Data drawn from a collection
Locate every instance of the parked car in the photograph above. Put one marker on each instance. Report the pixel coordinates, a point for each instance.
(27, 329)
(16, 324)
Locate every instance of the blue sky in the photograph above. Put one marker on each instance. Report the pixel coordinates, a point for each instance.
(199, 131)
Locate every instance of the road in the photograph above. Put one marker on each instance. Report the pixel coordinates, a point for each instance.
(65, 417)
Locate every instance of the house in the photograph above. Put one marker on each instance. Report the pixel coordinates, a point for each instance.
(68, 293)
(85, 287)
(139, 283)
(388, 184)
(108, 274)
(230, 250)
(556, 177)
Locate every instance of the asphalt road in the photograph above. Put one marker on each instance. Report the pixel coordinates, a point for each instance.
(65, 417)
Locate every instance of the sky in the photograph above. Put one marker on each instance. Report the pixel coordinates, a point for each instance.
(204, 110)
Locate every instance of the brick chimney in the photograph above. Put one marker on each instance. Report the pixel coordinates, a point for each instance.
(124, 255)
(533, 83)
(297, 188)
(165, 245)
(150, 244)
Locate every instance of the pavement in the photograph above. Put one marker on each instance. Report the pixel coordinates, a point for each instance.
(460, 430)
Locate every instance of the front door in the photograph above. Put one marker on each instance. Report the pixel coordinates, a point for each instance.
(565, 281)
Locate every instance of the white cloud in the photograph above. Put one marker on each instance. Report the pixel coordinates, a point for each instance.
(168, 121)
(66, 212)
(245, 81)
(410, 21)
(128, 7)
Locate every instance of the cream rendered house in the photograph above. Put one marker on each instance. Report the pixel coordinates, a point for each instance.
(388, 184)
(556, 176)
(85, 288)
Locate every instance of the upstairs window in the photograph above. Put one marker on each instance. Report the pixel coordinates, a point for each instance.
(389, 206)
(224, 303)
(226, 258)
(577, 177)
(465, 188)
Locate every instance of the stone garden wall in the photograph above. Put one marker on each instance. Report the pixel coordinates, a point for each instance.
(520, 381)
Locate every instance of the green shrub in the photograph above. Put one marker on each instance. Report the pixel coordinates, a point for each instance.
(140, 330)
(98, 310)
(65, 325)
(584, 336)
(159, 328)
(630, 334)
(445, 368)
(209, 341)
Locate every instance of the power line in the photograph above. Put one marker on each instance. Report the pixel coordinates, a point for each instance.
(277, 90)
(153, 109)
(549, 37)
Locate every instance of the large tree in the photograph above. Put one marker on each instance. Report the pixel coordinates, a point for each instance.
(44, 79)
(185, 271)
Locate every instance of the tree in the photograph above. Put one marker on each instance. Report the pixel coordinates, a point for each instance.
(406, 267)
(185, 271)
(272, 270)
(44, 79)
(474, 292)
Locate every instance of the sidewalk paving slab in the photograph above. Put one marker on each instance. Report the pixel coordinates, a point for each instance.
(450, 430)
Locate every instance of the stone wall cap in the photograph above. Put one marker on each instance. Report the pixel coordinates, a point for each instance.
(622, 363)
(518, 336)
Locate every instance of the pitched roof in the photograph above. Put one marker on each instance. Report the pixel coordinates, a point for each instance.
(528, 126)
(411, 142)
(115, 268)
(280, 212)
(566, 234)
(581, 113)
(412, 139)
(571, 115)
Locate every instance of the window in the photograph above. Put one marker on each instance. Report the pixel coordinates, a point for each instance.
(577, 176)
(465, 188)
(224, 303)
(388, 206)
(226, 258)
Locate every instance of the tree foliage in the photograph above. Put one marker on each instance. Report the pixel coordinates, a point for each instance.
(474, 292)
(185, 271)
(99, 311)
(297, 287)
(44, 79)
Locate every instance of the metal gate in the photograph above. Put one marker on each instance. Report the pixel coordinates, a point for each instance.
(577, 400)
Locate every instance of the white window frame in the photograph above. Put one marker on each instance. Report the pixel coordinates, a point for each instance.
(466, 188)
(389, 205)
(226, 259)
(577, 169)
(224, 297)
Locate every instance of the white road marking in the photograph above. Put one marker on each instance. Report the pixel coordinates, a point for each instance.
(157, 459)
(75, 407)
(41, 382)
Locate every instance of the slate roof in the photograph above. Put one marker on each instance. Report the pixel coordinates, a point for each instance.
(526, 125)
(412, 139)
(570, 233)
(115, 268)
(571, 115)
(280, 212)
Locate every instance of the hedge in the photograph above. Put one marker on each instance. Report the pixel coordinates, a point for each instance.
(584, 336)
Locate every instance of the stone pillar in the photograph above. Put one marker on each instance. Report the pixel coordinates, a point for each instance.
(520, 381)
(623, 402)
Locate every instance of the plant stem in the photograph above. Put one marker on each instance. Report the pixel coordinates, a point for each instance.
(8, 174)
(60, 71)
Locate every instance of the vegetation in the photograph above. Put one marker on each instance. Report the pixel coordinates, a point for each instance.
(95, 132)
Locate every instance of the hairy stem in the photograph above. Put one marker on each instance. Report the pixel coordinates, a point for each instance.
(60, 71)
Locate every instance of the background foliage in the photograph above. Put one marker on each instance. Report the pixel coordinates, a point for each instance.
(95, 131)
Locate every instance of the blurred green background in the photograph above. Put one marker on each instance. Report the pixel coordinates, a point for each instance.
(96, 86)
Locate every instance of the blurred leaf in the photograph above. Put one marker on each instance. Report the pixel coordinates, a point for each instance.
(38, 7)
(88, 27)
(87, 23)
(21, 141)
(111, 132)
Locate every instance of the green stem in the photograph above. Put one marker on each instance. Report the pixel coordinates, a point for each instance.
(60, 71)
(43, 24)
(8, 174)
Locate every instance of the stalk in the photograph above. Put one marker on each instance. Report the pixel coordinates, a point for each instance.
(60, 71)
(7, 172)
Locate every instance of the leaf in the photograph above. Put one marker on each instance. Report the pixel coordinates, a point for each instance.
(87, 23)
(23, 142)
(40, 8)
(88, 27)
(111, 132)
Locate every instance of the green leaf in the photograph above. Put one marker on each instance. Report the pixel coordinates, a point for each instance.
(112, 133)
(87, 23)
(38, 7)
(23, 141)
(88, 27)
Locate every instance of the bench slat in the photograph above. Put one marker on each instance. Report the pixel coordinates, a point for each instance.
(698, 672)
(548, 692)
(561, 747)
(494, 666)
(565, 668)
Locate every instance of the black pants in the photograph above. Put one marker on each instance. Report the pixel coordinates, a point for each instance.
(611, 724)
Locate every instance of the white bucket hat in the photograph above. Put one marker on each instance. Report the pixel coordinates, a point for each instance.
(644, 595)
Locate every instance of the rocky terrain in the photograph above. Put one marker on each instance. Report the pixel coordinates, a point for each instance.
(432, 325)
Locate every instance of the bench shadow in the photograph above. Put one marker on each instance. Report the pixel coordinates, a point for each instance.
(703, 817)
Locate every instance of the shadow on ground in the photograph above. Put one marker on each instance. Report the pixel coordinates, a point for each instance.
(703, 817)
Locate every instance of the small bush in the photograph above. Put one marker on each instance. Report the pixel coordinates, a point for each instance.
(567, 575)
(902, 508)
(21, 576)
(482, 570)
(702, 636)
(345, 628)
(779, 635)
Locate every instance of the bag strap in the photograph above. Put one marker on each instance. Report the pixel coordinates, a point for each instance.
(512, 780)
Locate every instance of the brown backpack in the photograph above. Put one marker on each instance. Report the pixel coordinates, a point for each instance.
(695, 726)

...

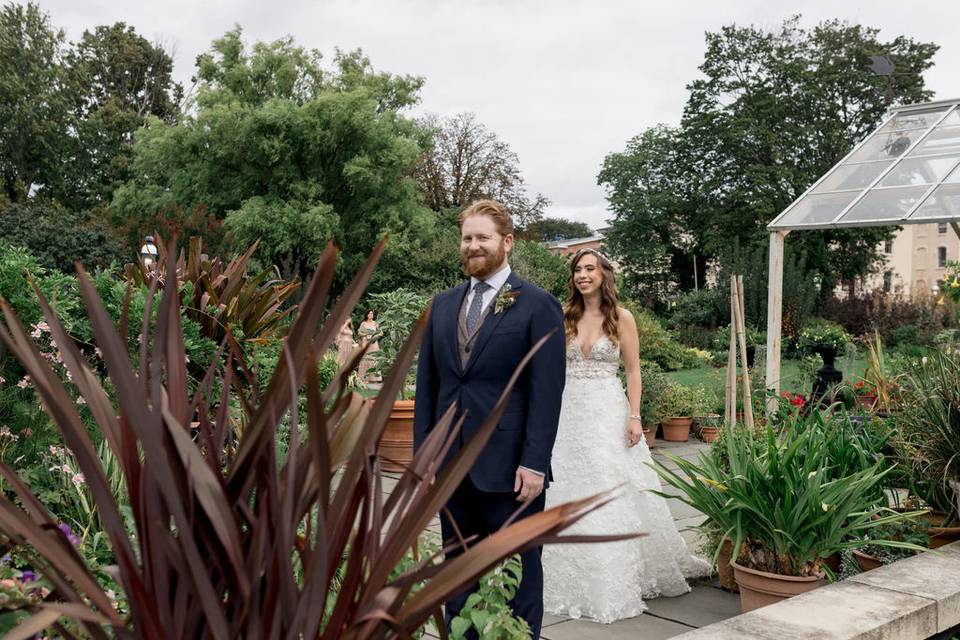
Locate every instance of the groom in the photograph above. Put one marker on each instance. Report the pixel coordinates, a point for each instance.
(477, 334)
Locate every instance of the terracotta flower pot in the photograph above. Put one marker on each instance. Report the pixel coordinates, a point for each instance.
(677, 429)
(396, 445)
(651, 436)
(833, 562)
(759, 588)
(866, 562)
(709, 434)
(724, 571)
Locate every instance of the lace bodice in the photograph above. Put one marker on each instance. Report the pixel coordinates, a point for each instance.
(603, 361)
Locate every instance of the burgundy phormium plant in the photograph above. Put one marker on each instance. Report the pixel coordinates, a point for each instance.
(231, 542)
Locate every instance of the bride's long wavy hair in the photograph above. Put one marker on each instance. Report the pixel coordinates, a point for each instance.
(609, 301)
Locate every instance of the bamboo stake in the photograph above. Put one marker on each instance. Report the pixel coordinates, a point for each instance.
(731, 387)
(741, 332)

...

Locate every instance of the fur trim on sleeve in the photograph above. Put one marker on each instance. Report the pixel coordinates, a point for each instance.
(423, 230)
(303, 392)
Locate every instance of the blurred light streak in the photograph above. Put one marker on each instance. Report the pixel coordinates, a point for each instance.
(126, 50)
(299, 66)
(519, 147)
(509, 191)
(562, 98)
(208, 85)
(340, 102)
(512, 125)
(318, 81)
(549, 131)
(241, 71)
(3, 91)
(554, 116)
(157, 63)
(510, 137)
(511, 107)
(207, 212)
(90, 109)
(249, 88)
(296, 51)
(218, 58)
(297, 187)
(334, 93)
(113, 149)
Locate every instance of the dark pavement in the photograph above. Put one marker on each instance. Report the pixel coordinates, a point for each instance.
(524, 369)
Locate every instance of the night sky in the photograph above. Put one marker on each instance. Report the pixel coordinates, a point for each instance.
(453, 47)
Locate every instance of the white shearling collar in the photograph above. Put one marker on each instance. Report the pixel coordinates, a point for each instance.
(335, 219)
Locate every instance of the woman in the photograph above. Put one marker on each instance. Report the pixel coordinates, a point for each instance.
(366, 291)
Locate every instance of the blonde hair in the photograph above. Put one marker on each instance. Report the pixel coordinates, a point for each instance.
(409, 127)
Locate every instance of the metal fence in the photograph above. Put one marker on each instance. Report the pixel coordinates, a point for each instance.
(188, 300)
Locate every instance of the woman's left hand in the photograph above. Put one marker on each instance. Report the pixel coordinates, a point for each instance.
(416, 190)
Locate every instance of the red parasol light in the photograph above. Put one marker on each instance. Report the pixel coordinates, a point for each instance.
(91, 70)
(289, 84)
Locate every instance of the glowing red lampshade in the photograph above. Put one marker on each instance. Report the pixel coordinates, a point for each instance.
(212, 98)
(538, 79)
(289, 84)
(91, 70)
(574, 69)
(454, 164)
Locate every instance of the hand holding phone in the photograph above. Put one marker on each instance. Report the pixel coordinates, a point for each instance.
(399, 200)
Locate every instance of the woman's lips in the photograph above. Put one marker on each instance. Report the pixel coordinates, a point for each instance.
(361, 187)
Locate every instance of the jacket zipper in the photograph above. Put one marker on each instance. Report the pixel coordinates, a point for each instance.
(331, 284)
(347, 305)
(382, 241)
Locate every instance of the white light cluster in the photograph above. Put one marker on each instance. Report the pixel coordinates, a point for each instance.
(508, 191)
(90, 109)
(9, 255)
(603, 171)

> _Task details_: Find every line in the records above that contains the word "metal", and copy each of those lines.

> _Exercise solution_:
Locate every instance of the metal gate in the photograph above. Put one marker on each instance. Report the pixel coordinates, a point for each instance.
Locate every instance of the metal fence in the photograph above. Put one marker on each instance. Report the pixel coordinates, a point for each instance.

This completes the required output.